DATA FOR PROCESSING START
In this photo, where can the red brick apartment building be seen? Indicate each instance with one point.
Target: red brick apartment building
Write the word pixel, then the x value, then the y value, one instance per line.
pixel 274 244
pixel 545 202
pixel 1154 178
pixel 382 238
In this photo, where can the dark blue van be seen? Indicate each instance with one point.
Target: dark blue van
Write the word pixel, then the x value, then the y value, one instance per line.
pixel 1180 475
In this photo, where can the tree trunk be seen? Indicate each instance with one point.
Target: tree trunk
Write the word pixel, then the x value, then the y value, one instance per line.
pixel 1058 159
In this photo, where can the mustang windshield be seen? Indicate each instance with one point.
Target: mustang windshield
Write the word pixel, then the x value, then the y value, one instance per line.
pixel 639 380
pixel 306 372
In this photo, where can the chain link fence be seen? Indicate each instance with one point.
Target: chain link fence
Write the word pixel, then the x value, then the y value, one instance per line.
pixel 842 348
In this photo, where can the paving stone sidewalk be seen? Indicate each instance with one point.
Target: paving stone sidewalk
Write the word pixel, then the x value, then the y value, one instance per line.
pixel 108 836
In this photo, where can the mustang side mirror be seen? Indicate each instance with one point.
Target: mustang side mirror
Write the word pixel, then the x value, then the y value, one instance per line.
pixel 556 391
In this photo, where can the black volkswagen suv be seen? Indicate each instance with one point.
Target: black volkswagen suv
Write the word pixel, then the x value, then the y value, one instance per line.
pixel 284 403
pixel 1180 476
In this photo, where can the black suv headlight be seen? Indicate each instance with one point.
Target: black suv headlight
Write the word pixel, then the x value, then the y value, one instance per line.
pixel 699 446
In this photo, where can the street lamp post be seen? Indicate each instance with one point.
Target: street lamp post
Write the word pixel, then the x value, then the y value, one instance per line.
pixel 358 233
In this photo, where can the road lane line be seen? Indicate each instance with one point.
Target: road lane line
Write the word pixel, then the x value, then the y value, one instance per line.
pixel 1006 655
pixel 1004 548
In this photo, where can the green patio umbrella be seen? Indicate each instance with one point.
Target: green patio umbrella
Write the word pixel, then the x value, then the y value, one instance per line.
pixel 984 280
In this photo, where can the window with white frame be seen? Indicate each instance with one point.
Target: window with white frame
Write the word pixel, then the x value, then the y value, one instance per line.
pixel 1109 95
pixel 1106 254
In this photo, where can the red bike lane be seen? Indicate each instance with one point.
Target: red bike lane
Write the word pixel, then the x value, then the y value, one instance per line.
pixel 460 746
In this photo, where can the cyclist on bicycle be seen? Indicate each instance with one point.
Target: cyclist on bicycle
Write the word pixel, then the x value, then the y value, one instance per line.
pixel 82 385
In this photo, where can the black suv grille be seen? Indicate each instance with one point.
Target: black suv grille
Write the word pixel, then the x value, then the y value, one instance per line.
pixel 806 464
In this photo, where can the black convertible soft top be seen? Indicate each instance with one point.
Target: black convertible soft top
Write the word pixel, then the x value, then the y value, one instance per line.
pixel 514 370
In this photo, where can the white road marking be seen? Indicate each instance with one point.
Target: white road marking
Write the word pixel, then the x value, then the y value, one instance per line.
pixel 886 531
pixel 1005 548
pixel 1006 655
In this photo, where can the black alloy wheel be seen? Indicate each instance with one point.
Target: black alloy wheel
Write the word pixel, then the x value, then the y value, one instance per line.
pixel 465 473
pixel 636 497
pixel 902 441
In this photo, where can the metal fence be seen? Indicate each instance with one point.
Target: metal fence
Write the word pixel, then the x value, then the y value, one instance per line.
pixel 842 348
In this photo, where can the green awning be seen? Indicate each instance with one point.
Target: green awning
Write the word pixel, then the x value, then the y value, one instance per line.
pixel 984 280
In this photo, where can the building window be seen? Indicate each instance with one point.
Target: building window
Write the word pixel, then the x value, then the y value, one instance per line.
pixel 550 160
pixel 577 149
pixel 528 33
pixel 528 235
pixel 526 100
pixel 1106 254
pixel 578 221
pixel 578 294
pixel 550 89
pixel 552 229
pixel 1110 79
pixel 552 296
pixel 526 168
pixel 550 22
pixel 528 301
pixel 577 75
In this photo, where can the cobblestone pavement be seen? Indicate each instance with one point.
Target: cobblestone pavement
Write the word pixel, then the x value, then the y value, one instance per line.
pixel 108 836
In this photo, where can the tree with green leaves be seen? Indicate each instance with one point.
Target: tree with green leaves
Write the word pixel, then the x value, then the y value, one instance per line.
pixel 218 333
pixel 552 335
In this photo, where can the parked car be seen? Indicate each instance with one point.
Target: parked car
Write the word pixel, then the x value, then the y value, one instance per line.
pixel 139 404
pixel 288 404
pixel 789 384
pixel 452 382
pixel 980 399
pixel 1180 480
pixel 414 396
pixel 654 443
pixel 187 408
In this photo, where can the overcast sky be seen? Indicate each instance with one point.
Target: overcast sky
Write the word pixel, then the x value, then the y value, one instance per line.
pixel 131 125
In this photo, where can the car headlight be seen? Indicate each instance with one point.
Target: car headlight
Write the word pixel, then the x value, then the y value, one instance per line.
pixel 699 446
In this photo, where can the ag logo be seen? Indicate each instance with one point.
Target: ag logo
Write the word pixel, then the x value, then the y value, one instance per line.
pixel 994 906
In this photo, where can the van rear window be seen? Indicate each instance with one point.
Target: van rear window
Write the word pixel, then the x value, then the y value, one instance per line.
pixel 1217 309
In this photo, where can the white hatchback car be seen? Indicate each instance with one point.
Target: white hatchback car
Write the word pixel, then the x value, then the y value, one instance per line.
DATA FOR PROCESSING END
DATA FOR PROCESSING START
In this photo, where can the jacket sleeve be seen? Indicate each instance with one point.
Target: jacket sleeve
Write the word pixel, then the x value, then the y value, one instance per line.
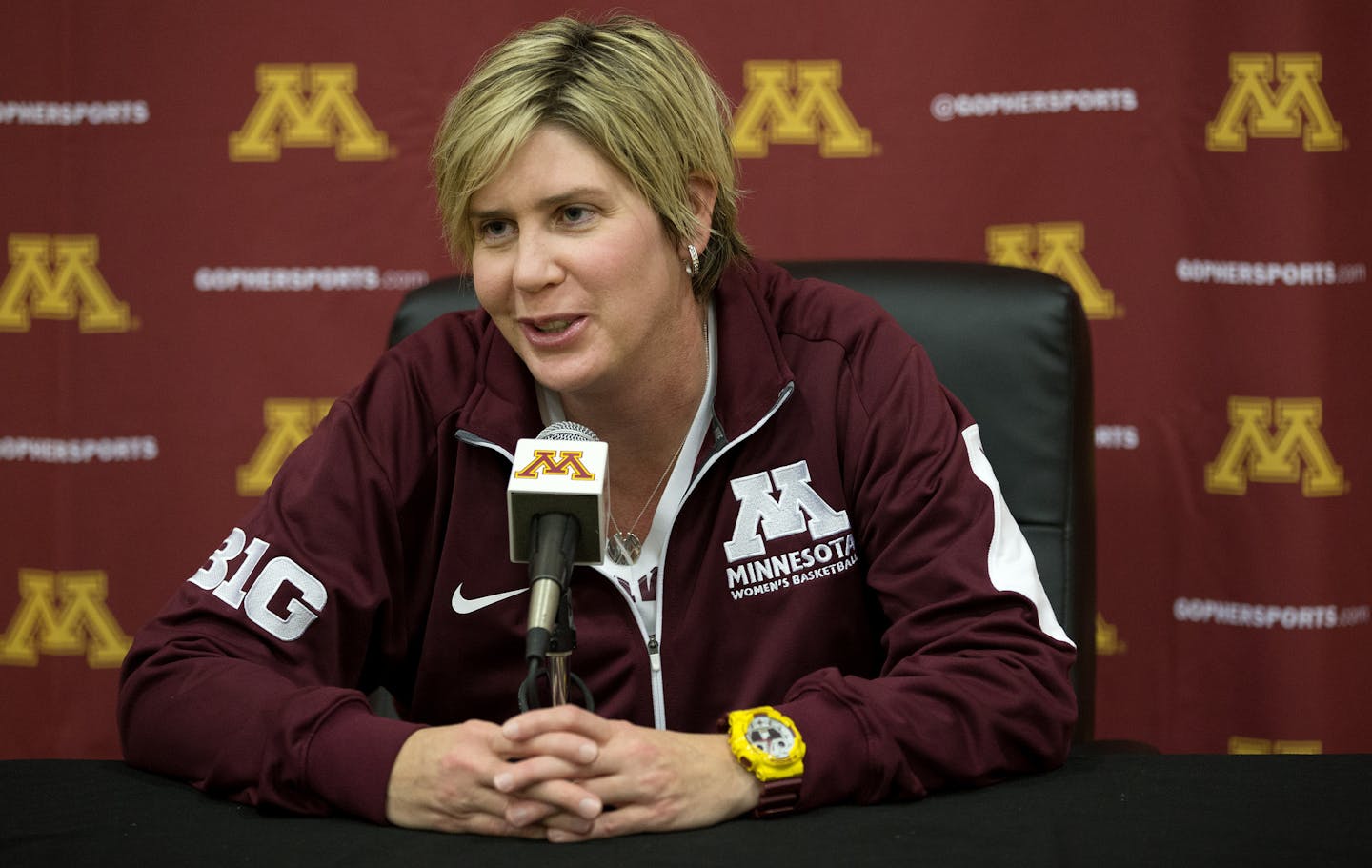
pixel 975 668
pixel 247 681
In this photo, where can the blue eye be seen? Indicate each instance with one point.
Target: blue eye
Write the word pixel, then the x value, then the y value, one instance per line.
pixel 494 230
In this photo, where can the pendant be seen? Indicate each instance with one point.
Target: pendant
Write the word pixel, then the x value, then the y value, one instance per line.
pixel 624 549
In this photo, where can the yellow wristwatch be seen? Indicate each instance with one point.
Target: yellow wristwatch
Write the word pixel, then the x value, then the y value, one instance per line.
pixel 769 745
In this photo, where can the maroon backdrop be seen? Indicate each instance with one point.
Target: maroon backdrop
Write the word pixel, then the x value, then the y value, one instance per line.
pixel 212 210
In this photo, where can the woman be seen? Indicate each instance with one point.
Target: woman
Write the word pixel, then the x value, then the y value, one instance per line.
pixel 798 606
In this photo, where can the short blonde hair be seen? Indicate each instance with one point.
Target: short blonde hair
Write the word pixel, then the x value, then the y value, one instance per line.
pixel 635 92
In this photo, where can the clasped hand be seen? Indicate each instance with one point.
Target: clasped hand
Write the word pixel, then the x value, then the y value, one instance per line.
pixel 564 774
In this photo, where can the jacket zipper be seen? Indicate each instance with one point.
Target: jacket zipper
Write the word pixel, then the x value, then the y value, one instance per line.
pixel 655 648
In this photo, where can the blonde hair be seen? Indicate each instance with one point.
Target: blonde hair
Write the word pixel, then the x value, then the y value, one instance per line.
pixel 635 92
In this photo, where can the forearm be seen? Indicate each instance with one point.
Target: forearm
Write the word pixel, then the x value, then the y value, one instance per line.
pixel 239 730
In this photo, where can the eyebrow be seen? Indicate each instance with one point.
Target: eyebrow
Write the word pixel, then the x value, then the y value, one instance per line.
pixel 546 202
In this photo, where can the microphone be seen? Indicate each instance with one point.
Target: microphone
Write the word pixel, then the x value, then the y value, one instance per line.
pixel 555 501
DATA FOR PROCESSING END
● **INSTRUCTIONS FOR THE TASK**
In your answer, include only the lines above starting at the line that holds "In this photo, where can the red brick" and ending at the line that holds "In this photo, where can the road", copied exactly.

● **SOLUTION**
In this photo, where can the red brick apartment building be seen? Indicate each instance with one point.
Target: red brick apartment building
Write the word pixel, then the x value, then the y value, one instance per line.
pixel 274 244
pixel 545 202
pixel 1154 178
pixel 382 238
In this photo, where can the dark blue van be seen? Indicate each instance with one point.
Target: dark blue van
Write the word pixel, then the x value, then the y value, one instance per line.
pixel 1180 475
In this photo, where can the tree trunk be seen? Indicate each instance with one point.
Target: tree trunk
Write the word pixel, then the x value, then the y value, one instance per line.
pixel 1058 159
In this photo, where can the mustang windshield be seen? Indicate each instance with one point.
Target: mustang windshield
Write the word pixel, then the x value, then the y value, one instance per line.
pixel 639 380
pixel 306 372
In this photo, where can the chain link fence be seen? Indicate each instance with one point.
Target: chain link fence
Write the word pixel, then the x value, then the y value, one instance per line.
pixel 842 348
In this photo, where can the paving stone sidewalk be seen? Indicate each instance with one point.
Target: paving stone sidewalk
Write the word pixel, then the x value, then the y value, one instance per line.
pixel 108 836
In this photo, where can the mustang side mirror be seen? Indicate each instance with one point.
Target: mustang side mirror
Write the word pixel, then the x value, then the y value, one instance per line.
pixel 556 391
In this photo, where can the black volkswagen suv be seen? Indicate each instance with one point.
Target: black volkswagen suv
Write the word pixel, then the x value, then the y value, one instance per line.
pixel 284 403
pixel 1180 476
In this photo, where can the black suv headlight be seen? Indicate each instance with one point.
Target: black suv headlight
Write the word pixel, then the x value, then the y value, one instance per line.
pixel 699 446
In this photo, where can the street lamp post be seen? Indicate each instance with one point.
Target: street lamp post
Write the word pixel, then the x value, then the y value, one instance per line.
pixel 358 233
In this photo, where can the road lane line be seen? Indicate each instance with one point.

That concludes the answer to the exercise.